Given problem: Rewrite the listing below so that every occurrence of "Report coordinates" becomes "Give coordinates", with everything else left unchanged.

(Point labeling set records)
————————

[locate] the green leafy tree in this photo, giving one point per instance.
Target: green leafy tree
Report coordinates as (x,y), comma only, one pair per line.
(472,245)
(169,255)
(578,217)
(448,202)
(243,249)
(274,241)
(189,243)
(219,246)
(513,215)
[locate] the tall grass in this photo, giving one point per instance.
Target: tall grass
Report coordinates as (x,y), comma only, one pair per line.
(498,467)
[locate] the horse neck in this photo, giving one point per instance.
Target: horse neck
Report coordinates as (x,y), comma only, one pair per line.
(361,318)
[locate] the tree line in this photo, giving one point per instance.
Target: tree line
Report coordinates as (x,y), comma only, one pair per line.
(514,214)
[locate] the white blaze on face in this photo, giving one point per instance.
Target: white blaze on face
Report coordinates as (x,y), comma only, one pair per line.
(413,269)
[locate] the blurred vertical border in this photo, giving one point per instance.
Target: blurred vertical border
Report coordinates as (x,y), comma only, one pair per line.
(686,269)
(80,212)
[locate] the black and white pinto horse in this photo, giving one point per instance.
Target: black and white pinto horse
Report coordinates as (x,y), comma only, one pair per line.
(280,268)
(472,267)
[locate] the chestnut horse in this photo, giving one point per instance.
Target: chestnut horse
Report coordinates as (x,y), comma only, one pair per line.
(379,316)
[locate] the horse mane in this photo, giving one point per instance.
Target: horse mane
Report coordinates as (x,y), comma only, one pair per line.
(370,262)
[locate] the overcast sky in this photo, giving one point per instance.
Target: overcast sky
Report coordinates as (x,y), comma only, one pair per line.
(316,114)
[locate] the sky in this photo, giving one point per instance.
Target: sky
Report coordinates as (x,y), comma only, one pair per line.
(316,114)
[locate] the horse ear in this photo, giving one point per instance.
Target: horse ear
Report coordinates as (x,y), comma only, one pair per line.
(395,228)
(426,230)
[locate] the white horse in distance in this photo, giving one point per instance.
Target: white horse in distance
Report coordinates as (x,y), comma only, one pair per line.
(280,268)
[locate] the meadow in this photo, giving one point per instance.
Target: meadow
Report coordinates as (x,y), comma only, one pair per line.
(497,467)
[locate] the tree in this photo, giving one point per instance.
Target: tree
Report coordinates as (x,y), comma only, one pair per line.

————————

Answer to the problem:
[locate] the green leafy tree in this photo, giving one point per instance.
Target: green leafy tree
Give coordinates as (x,y), comma only, one pair per line.
(472,245)
(169,255)
(578,217)
(448,202)
(243,249)
(274,241)
(189,243)
(219,246)
(513,215)
[locate] the tall grass in this photo, giving one point per instance.
Target: tall grass
Give coordinates as (x,y), comma only, one pair per line.
(498,467)
[locate] the horse neck in this photo, giving one point per instance.
Target: horse neck
Give coordinates as (x,y), comma only, one pair per line.
(361,318)
[locate] the tree line in this photo, giving one point per instance.
Target: tree line
Give coordinates as (x,y), comma only, one pair per line.
(514,214)
[locate] the white blaze on face in this photo, giving one point per instance.
Target: white blaze on face
Give coordinates as (x,y), comma only, one pair per line.
(413,269)
[locate] the blurred vertical border in this photo, giving one point per instance.
Target: blurred vertical border
Give coordinates as (x,y), comma only, one pair per line.
(686,269)
(80,212)
[locate] the black and white pinto horse in this photo, giving one point per instance.
Target: black and white pinto horse
Give coordinates as (x,y), comma only, one pair per line.
(280,268)
(472,267)
[locate] the chestnut horse in this photo, giving one point per instance.
Target: chestnut horse
Give coordinates as (x,y), comma only, one pair per line.
(379,316)
[locate] the horse mane in this photo, giving one point per instance.
Target: horse mane
Give coordinates as (x,y), comma only, one pair per line.
(370,262)
[locate] the overcast sky in this photo, giving one point per instance.
Target: overcast sky
Give coordinates as (x,y), comma only, one pair per line.
(316,114)
[locate] the sky in this photo, giving one point per instance.
Target: sky
Give coordinates as (x,y), comma only, one pair per line.
(316,114)
[locate] the horse ear in this photo, giving one point per instance.
Target: horse ear
Give coordinates as (x,y), comma only, one pair per line.
(395,228)
(426,230)
[locate] the white horse in distance in this photo, giving one point per instance.
Target: white horse in distance
Give coordinates as (x,y), comma only, one pair per line.
(280,268)
[locate] the meadow in this photo, giving one point per instance.
Target: meadow
Give coordinates as (x,y), comma only, one pair per line.
(497,467)
[locate] the tree in this photo, giving one point per instance.
Target: tree
Give coordinates as (x,y), comma only, one pair per line.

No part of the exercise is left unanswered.